# start of PASSAGE GIVEN
The outdated approach of if (food.canSpoil()) { refrigerator.put(food) } was
too burdensome and did not conform to all of the best practices.

------
mobiuscog
Amazing how many people try to create a specification without knowing the
problem.

A specification should be for a solution to a problem - "We need a way to keep
xxxxx cool". That problem defines what needs to go into the refrigerator from
the outset.

What's the actual problem space here ?

------
peter303
You can sometimes explain better by a set of examples rather than an explicit
categorical description. The base set of examples I started with is what my
mother put in her refrigerator.

------
1amzave
I'm reminded of an excellent quote from Bertrand Russell:

"Everything is vague to a degree you do not realize till you have tried to
make it precise."

------
pravj
cream, mayonnaise, ketchup, soda and PAPER, SNOW, A GHOST.

\- Joey Tribbiani, Friends episode 10.11

------
dmourati
The penguin line made me lol.

------
Jacoby6000
I'm going to repost something I had said in response to this article on
another site. I think it's an awesome example of what can happen when you
create a language with extensibility in mind.

\-------------------

Scala solves this problem really well with typeclasses.

You can define a typeclass like

    
    
        case class Refrigerated[T](thing: T) // this is just something holding things that have been refrigerated.
# end of PASSAGE GIVEN
# start of PROVIDED RECORDS
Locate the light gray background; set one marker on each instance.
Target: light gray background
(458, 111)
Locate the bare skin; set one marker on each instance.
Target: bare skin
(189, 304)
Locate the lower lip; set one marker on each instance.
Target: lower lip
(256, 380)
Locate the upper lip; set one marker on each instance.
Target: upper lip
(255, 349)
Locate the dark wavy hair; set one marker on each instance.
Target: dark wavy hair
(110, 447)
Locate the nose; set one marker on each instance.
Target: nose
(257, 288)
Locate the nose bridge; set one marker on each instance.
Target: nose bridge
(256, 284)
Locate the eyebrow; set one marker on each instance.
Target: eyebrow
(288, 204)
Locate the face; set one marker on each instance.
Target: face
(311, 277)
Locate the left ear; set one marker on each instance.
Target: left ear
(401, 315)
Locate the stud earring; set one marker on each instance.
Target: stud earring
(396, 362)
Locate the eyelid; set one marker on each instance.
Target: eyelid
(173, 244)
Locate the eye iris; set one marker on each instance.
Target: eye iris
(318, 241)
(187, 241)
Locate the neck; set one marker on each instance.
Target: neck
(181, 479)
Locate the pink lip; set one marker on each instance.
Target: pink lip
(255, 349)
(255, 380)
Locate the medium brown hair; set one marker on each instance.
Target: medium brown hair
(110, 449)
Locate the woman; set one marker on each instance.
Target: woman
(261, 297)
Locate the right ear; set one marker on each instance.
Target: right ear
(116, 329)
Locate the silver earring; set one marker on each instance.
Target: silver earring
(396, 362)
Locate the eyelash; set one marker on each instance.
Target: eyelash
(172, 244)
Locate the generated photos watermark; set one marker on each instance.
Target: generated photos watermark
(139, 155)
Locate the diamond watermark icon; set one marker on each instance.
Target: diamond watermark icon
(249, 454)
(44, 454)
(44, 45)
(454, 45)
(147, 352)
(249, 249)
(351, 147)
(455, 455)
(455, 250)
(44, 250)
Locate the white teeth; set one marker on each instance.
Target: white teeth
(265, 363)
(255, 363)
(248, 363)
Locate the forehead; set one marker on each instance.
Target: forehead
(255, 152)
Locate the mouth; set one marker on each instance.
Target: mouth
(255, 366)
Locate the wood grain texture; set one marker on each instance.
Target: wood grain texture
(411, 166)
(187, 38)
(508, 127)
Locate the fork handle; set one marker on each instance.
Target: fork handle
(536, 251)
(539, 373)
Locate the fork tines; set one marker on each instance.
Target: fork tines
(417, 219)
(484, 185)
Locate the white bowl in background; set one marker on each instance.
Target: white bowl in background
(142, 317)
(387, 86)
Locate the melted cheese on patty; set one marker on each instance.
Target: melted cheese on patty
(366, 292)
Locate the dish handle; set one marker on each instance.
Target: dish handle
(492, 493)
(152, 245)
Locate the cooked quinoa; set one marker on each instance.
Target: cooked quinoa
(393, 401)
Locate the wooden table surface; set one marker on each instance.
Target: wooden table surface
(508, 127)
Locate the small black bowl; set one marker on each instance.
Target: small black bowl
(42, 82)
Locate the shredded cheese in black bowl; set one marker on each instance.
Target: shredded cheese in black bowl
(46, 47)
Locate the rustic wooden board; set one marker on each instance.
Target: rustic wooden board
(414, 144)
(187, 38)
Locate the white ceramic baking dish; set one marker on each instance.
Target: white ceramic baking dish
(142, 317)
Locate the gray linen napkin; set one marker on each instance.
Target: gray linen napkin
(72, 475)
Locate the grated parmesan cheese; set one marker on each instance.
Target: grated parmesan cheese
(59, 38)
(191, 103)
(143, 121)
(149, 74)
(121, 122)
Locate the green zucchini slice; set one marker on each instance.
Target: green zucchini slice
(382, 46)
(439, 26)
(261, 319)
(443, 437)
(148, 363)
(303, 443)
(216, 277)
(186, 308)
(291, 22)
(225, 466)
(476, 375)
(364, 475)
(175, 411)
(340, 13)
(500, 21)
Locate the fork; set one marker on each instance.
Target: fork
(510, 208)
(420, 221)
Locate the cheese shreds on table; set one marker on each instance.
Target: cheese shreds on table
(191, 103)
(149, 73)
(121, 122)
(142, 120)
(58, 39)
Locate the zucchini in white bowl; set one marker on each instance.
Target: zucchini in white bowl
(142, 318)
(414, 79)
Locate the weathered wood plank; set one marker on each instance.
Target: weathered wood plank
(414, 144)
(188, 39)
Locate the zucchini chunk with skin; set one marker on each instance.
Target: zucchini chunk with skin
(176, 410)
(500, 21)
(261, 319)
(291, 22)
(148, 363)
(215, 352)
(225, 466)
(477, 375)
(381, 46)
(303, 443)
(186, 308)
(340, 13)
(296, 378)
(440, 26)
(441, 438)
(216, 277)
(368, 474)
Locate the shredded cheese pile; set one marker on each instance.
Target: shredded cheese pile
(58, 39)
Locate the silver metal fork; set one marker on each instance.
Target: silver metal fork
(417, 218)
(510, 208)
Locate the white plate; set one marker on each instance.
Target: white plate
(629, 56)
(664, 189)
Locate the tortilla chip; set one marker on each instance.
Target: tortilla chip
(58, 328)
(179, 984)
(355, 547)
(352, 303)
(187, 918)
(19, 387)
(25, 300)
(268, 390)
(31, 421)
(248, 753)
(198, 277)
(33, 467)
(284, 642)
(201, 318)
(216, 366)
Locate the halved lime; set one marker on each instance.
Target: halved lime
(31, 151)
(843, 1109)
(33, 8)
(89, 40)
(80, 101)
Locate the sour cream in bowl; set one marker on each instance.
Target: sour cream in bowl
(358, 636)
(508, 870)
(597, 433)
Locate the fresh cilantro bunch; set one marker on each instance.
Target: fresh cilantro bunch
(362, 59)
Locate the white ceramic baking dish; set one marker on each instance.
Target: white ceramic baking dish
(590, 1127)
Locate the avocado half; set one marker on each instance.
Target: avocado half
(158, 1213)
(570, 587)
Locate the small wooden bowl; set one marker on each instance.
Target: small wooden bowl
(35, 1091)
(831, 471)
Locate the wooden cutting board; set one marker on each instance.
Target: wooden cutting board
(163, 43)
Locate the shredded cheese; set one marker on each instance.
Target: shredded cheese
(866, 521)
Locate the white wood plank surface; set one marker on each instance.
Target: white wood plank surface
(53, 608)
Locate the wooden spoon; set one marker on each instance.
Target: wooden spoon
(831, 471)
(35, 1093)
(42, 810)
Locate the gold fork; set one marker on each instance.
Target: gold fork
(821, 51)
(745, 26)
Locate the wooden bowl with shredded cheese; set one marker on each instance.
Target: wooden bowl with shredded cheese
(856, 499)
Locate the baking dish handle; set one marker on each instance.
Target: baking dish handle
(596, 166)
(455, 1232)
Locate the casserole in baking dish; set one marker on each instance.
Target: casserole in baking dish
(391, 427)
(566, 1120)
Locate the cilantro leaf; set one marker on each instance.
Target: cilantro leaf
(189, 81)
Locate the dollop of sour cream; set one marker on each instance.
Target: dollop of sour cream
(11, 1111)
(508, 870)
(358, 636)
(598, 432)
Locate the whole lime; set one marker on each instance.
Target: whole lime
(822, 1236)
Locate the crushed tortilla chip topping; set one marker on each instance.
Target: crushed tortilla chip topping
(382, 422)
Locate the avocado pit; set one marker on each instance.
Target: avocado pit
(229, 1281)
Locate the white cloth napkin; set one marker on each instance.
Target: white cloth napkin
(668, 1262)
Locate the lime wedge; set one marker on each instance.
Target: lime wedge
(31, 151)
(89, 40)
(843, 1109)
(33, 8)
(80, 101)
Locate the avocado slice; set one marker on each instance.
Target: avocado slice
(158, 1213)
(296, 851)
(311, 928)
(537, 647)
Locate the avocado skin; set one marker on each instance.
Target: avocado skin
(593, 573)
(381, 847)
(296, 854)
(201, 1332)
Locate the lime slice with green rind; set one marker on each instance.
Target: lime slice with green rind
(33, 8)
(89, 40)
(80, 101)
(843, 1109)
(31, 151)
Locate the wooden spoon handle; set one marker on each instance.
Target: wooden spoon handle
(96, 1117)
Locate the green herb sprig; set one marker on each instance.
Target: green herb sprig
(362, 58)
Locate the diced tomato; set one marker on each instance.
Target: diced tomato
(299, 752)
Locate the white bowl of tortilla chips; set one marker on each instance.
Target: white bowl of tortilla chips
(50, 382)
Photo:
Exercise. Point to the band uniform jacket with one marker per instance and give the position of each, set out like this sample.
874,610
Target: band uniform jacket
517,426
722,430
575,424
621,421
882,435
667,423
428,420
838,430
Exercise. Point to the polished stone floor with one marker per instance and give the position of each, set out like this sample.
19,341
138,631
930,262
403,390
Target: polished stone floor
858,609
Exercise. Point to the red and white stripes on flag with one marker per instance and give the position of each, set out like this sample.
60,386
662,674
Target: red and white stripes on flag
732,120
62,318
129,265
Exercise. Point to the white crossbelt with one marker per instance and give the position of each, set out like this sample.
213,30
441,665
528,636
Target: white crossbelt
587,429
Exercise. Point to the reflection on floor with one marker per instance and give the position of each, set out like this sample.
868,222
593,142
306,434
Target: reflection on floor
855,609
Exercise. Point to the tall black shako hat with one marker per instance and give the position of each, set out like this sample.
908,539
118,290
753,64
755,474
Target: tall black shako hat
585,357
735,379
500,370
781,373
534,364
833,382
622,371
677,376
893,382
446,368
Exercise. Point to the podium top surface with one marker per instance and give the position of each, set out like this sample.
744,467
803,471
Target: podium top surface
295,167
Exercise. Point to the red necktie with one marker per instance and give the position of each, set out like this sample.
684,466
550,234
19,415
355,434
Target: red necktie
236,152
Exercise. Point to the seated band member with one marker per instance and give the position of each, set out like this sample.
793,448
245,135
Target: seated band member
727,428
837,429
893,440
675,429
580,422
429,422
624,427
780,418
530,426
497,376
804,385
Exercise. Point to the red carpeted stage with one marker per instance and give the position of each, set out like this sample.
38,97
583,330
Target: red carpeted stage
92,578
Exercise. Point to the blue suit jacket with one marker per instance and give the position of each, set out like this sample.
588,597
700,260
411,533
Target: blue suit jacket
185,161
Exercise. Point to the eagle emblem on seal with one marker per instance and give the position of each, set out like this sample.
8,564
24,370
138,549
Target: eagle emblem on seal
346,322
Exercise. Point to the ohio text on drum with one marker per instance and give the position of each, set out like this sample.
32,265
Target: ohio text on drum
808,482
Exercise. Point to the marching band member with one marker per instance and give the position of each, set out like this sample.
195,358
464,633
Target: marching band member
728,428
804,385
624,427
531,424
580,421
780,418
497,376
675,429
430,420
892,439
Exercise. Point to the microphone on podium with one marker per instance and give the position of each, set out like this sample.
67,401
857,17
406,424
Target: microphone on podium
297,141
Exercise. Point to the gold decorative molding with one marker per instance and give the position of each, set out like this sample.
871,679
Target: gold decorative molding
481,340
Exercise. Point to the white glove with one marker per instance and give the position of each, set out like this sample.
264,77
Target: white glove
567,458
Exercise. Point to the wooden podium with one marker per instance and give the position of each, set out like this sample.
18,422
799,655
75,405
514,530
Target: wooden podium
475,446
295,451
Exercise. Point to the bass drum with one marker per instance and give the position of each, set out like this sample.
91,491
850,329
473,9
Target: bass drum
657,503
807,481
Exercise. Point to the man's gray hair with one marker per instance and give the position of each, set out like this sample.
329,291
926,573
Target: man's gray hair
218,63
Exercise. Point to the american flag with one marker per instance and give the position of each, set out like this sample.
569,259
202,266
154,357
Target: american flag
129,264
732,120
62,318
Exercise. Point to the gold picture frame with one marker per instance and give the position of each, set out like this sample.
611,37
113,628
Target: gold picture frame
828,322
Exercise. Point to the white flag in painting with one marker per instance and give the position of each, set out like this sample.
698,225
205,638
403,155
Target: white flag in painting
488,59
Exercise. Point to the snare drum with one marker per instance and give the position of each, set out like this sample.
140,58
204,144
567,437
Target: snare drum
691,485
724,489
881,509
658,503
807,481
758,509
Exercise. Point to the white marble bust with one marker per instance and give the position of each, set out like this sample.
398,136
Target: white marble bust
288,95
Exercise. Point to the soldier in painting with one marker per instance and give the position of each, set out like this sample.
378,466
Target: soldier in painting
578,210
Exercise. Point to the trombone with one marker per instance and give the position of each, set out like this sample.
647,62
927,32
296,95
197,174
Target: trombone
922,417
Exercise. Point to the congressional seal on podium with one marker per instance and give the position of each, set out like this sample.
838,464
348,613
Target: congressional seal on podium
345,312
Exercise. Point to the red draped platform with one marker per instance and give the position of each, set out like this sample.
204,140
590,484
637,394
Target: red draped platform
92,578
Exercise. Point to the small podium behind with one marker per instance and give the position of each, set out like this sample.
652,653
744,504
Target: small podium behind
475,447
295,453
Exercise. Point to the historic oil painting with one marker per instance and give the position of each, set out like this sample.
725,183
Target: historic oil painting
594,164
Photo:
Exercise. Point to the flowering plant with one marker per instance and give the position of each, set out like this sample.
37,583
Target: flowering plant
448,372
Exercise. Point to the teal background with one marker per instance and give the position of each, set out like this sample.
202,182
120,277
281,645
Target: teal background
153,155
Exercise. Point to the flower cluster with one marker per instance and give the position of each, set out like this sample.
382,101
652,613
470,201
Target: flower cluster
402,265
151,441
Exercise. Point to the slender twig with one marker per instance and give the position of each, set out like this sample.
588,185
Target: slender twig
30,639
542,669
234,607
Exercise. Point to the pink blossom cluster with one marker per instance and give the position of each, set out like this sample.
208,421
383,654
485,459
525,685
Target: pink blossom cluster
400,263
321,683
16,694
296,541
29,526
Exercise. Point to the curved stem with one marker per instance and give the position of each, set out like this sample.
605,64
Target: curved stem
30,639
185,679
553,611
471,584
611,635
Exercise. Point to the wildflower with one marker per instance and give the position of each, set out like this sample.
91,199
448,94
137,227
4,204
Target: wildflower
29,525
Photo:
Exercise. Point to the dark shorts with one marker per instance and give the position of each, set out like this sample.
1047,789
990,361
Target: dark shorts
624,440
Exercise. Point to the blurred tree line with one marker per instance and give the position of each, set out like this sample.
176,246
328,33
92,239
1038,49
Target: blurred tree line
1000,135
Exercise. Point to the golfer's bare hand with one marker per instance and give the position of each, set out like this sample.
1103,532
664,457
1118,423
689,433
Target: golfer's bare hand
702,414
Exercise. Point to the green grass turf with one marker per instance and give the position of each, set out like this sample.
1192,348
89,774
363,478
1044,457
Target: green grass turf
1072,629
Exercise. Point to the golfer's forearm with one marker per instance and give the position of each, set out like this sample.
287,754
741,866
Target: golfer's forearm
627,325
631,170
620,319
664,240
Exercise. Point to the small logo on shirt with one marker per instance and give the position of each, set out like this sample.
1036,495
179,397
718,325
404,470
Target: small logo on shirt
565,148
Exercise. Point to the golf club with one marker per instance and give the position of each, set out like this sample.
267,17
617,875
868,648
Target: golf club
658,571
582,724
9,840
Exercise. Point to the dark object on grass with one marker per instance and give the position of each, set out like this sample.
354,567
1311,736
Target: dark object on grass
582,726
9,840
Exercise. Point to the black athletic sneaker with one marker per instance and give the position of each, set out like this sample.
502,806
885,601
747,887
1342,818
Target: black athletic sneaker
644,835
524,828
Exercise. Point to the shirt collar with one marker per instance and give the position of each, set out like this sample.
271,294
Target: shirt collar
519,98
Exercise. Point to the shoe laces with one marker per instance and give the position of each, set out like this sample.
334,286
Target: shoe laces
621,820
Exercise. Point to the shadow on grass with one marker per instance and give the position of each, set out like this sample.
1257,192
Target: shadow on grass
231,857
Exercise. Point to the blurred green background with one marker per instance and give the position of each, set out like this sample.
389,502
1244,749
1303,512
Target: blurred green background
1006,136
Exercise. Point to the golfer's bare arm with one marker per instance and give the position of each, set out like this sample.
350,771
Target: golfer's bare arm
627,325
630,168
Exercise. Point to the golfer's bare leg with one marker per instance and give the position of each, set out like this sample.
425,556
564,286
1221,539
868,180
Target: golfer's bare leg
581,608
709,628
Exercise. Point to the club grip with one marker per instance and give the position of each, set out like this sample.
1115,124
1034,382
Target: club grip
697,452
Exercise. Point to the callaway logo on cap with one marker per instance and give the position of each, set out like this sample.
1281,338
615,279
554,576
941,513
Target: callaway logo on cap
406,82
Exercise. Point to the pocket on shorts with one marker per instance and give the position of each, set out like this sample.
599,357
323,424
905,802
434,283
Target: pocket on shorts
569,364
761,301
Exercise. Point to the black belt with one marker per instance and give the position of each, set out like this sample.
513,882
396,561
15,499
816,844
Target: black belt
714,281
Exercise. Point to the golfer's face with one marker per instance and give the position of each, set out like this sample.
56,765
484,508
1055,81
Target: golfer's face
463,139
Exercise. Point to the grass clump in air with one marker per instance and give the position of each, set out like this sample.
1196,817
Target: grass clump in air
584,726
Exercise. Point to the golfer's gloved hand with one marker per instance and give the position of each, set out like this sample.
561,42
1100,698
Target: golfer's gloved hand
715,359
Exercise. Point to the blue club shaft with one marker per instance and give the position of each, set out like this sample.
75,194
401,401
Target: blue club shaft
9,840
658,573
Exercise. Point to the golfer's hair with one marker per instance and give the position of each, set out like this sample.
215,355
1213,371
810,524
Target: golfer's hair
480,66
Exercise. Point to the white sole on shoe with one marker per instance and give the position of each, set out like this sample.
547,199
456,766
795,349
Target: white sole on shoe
# end of PROVIDED RECORDS
• _PROBLEMS TO SOLVE_:
a - Reproduce the part of the refrigerator thread that opens with the words containing "The outdated approach" and closes with "space here ?".
b - Carry the refrigerator thread forward from the point where it stops.

• _TASK ANSWERS_:
a -
The outdated approach of if (food.canSpoil()) { refrigerator.put(food) } was
too burdensome and did not conform to all of the best practices.

------
mobiuscog
Amazing how many people try to create a specification without knowing the
problem.

A specification should be for a solution to a problem - "We need a way to keep
xxxxx cool". That problem defines what needs to go into the refrigerator from
the outset.

What's the actual problem space here ?

b -
        trait Refrigeratable[T] { // this is the typeclass
          def refrigerate(thing: T): Refrigerated[T]
        }
    

Now we have a refrigerated object that holds some object that's been
refrigerated, and it looks like I'm about to do some class composition, but
I'm not. Bear with me.

Now, we have some sort of data class

    
    
        case class Pillow(fluffiness: Int, warmness: Int)
    

Pretty straight forward, we now have a Pillow with measurable fluffiness and
warmth

Next, lets implement refrigerated for pillow.

    
    
        implicit val pillowRefrigerable: Refrigerable[Pillow] = new Refrigerable[Pillow] {
          def refrigerate(pillow: Pillow): Refrigerated[T] = 
            Refrigerated(pillow.copy(warmness = pillow.warmness / 2))
        }
    

So there's an implementation of Refrigerable for pillow. Refrigerating a
pillow just cuts the warmness in half.

So actually using the Refrigerable stuff. There's two ways to go about this.
One way is to just use the Refrigerable instance to refrigerate the pillow.

    
    
        def refrigeratePillow(pillow: Pillow): Refrigerated[Pillow] = pillowRefrigerable.refrigerate(pillow)
    

Nothing special there. You could basically do that in any language. So how
does scala do it better? Well, we can define a refrigerate method for anything
Refrigerable like this:

    
    
        def refrigerate[T](thing: T)(implicit refrigerableInstance: Refrigerable[T]): Refrigerated[T] = 
          refrigerableInstance.refrigerate(thing)
    

Now this is really cool. Anything type that we have a Refrigerable instance
for, can be used as an argument for refrigerate. And we don't have to
explicitly state what Refrigerable instance we're using. Calling it looks like

    
    
        val refrigeratedThing = refrigerate(anythingWithARefrigerableInstanceHere)
    

Okay. We still haven't gained a whole lot. All we've done so far, is make it
so we don't have to explicitly state what Refrigerable to use. So let's go an
extra step. Let's make it so we just call refrigerate on the Object itself
rather than passing the object as an argument to a method. This is possible,
because scala let's us make extension methods for generics.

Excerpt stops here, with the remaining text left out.